* [YOUR INSTRUCTIONS]: Reproduce every line of the entries below verbatim, from the first entry through the last.

Point placement entries:
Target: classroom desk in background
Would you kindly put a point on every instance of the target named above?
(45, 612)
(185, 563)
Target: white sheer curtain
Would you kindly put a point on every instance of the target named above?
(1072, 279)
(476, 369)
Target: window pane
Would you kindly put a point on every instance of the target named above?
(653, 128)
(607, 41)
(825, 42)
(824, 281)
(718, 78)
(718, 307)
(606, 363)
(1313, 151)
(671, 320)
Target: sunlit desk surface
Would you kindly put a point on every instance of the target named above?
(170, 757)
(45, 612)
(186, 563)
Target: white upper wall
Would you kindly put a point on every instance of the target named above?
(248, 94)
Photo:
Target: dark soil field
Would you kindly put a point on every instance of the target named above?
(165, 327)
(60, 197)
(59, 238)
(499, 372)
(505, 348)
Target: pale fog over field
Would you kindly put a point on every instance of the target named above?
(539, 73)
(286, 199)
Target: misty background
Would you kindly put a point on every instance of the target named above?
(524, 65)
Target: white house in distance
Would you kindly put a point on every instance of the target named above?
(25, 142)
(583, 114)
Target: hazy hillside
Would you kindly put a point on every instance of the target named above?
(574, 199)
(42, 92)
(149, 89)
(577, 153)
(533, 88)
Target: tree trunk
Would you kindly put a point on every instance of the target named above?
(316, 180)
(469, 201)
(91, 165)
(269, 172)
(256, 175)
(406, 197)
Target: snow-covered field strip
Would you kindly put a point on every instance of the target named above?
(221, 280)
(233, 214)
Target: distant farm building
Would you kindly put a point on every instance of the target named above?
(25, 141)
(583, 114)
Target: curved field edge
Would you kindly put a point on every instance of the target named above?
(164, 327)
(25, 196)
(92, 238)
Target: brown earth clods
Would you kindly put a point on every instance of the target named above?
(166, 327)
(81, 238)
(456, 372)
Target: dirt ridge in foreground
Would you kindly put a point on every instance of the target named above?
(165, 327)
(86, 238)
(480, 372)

* [REPLY TO THE EXERCISE]:
Target: classroom desk in background
Would you kindly put a point on every instance of the target named above?
(45, 612)
(185, 563)
Target: white sheer curtain
Would you kindly put a point on every instance of the target named above?
(1072, 279)
(476, 369)
Target: window pane
Would you kindly put a point on every instance of the target named above?
(653, 128)
(607, 41)
(825, 42)
(824, 281)
(718, 78)
(718, 307)
(606, 363)
(1313, 151)
(671, 320)
Target: sunlit desk surface
Would you kindly put a point on every instance of the target named above?
(170, 757)
(45, 612)
(186, 563)
Target: white upper wall
Would you kindly put a point on every instance of the target named above?
(248, 94)
Photo:
Target: dark soil field
Would you kindly put a point on every instance of the target named above?
(165, 327)
(60, 197)
(59, 238)
(499, 372)
(505, 348)
Target: pale fog over field
Would you kindly put a point on every instance of the target named above?
(539, 73)
(286, 199)
Target: misty background
Would you kindly put a point on every instance of the target named above?
(524, 65)
Target: white house in distance
Would you kindly put a point on every instance of the target named above?
(25, 142)
(583, 114)
Target: hazy hillside
Would you kindly put a point on every instance of the target named above?
(574, 199)
(42, 92)
(149, 89)
(577, 153)
(533, 88)
Target: tree trunk
Would you kindly put a point on every instance of the target named above?
(316, 180)
(469, 201)
(91, 165)
(269, 172)
(256, 175)
(406, 197)
Target: snow-covered field strip
Would you kindly put a point on every instance of the target named above?
(221, 280)
(233, 214)
Target: distant farm building
Would you kindly put a point on every instance of the target named above?
(25, 141)
(583, 114)
Target: curved field edge
Would you kindly put a point on every instance of the target named above?
(164, 327)
(25, 196)
(92, 238)
Target: brown earth clods
Would you kindly put a point on every instance of the target named above?
(166, 327)
(81, 238)
(456, 372)
Target: dirt ridge in foreground
Would you kindly put a point on every instance of the target named above?
(165, 327)
(86, 238)
(480, 372)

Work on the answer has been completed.